*Directive*. Output all records precisely as written.
──────────
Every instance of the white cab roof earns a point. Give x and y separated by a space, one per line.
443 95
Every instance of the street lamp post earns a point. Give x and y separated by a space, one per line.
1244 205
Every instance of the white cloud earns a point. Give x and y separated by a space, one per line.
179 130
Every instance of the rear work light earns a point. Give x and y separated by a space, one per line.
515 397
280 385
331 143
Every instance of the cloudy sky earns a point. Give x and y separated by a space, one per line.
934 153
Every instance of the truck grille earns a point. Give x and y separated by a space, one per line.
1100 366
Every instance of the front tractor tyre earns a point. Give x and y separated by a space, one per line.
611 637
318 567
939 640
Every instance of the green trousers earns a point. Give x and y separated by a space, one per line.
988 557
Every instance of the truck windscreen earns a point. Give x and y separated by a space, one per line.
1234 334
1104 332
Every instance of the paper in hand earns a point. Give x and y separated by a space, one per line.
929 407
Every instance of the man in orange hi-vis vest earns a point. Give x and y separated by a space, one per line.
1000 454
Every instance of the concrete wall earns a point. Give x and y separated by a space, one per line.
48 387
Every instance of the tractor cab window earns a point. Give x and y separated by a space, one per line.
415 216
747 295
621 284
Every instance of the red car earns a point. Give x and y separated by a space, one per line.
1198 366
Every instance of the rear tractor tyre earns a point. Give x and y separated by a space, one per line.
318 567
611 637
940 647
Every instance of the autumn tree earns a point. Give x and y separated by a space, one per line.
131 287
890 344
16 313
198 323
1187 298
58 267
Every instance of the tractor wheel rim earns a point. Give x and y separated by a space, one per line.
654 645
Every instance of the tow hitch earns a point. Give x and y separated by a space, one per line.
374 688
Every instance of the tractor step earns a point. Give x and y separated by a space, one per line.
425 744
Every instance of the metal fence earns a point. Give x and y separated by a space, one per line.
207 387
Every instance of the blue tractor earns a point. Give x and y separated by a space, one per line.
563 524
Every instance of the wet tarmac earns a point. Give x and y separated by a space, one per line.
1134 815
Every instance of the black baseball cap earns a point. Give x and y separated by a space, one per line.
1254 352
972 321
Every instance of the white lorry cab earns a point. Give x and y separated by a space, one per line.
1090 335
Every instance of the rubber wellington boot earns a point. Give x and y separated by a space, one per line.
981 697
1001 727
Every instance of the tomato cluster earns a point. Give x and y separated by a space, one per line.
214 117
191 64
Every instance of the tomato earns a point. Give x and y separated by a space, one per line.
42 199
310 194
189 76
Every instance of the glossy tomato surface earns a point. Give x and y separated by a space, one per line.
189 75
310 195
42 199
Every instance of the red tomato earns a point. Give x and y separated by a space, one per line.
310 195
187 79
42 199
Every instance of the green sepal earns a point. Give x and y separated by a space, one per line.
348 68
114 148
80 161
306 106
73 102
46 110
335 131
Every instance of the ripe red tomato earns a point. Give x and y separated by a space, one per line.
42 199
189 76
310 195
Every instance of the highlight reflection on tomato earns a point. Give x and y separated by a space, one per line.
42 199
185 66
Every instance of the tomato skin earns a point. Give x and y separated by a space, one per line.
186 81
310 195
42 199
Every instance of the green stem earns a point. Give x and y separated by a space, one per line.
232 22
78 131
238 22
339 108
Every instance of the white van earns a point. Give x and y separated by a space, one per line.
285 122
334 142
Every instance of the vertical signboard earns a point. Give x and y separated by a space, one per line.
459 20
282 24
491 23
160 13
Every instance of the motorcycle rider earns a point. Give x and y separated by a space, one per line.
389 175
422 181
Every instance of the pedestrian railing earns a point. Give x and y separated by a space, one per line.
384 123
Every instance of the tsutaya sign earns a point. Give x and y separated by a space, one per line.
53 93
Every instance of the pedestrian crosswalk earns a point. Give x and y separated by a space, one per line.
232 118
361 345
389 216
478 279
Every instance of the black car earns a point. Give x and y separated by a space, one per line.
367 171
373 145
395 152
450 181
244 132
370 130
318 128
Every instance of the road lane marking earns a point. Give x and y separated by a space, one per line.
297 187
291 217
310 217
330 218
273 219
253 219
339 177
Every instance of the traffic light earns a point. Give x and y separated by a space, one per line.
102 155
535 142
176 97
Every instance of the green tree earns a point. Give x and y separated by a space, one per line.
──────────
*Finished answer*.
Every instance of the white cab roof earns a point. Give x and y separated by a space, one per line.
443 95
Every instance of the street lamp post earns a point. Give x and y separated by a space, one per line.
1244 205
Every instance of the white cloud earns a point. Give x and y separated by a space, one per line.
179 130
Every instance of the rear work light earns a point. Give x and y separated by a space, one per line.
515 397
280 385
331 143
Every instance of the cloudy sky earns a point. Give x and y separated by a space, one per line.
934 153
Every instance of the truck grille earns a point. Give x and y separated by a space, one per line.
1100 366
Every instance of the front tractor tyre earns a point. Give x and y separated by a space, one per line.
611 637
318 567
939 640
Every instance of the green trousers earns a point. Give x and y separated by a space, one per line.
988 557
Every instance of the truck windscreen earns a point. Give x and y separated by a space, one per line.
1234 334
1104 332
Every instance of the paper in hand earns a point. Give x and y separated by a space, one per line.
929 407
Every instance of the man in orange hi-vis vest earns a point. Give x and y separated by a space, one per line.
1000 454
Every instance of the concrete wall earns a point. Give x and y separated by a space, one per line.
48 387
Every instance of the tractor cab window earns a point. Give x and y separated by a space, one per line.
415 216
747 295
621 284
Every instance of the red car earns a point. Give x and y separated by a space, one per line.
1198 366
Every instance of the rear tractor tyre earns a point. Give x and y separated by a space, one per line.
318 567
611 637
940 647
Every instance of the autumn tree earns a point. Give x and y separated by a space, one per line.
131 287
890 344
16 313
198 323
1187 298
58 267
Every instance of the tractor wheel rim earns a point. Give x and y separated by a space, one per line.
654 645
Every instance of the tow hitch earns a point. Give x and y separated by a space, one per line.
374 688
Every instance of the tractor step earns a point. Give x and y separated by a space, one per line.
425 744
Every instance of the metal fence earns a point. Give x and y separated by a space, one per line.
207 387
Every instance of the blue tractor earns a point. Give x and y separated by a space, one per line.
563 524
Every instance of the wet tarmac earns a point. Give x and y separated by a space, one per line.
1134 815
Every instance of the black baseball cap earns a point. Give x and y separated by a space, one per line.
1254 352
972 321
Every instance of the white lorry cab earns a point. Give x and y separated by a space, one per line.
1090 335
Every instance of the rubber wellington boot earns a point. Give x and y separated by a space, one per line.
981 697
1001 727
Every instance of the tomato cluster earns a point. Give x and y separated by a space, one per line.
214 117
191 64
Every instance of the tomato earns a point. Give x and y separated by a space, one per line.
42 199
310 194
189 76
Every instance of the glossy tomato surface earns a point. Give x and y separated by a space, one per line.
189 75
310 195
42 199
Every instance of the red tomato earns a point. Give x and y separated by a space, one per line.
310 195
187 79
42 199
Every instance of the green sepal earns a point. Give x and y separated by a space, one per line.
348 68
114 148
80 161
306 106
73 102
46 110
335 131
Every instance of the ripe red tomato earns a point. Give x and y separated by a space, one per line.
42 199
189 76
310 195
Every instance of the highlight reflection on tomato earns a point. Give x and y separated by a space, one per line.
42 199
185 66
Every instance of the tomato skin earns a point. Give x and y separated by a space, one per line.
186 81
310 195
42 199
Every instance of the green stem earns a point. Give x and y separated by a space, one per line.
232 22
78 131
238 22
339 108
Every instance of the white van earns a point. Give x and y separated by a space, one per line.
285 122
334 142
Every instance of the vertical signboard earns a point. Give x and y separated by a space, one per line.
459 20
282 24
491 23
160 13
Every instance of the motorcycle rider earns a point. Give x and y separated by a space, one per line.
389 175
422 181
Every instance of the pedestrian railing earns a point. Give x and y separated by a space, one per line.
384 123
Every instance of the tsutaya sign earns a point. Give x and y separated by a space, one per line.
53 93
Every instance of the pedestrian crosswalk earns a point. Give x and y separated by a space, one per line.
232 118
361 345
389 216
478 279
Every instance of the black car earns a point. Give x and y separated by a space, one per line.
367 171
373 145
395 152
450 181
244 132
370 130
318 128
Every instance of the road lane marking earns a point. Give x and y separated by a space, one per line.
297 187
291 217
310 217
330 218
273 219
253 219
339 177
Every instance of the traffic light earns a point. Give x and y separated by a space, one per line.
102 155
535 142
176 97
Every instance of the green tree earns a point. Give x and y separated by a space, one per line.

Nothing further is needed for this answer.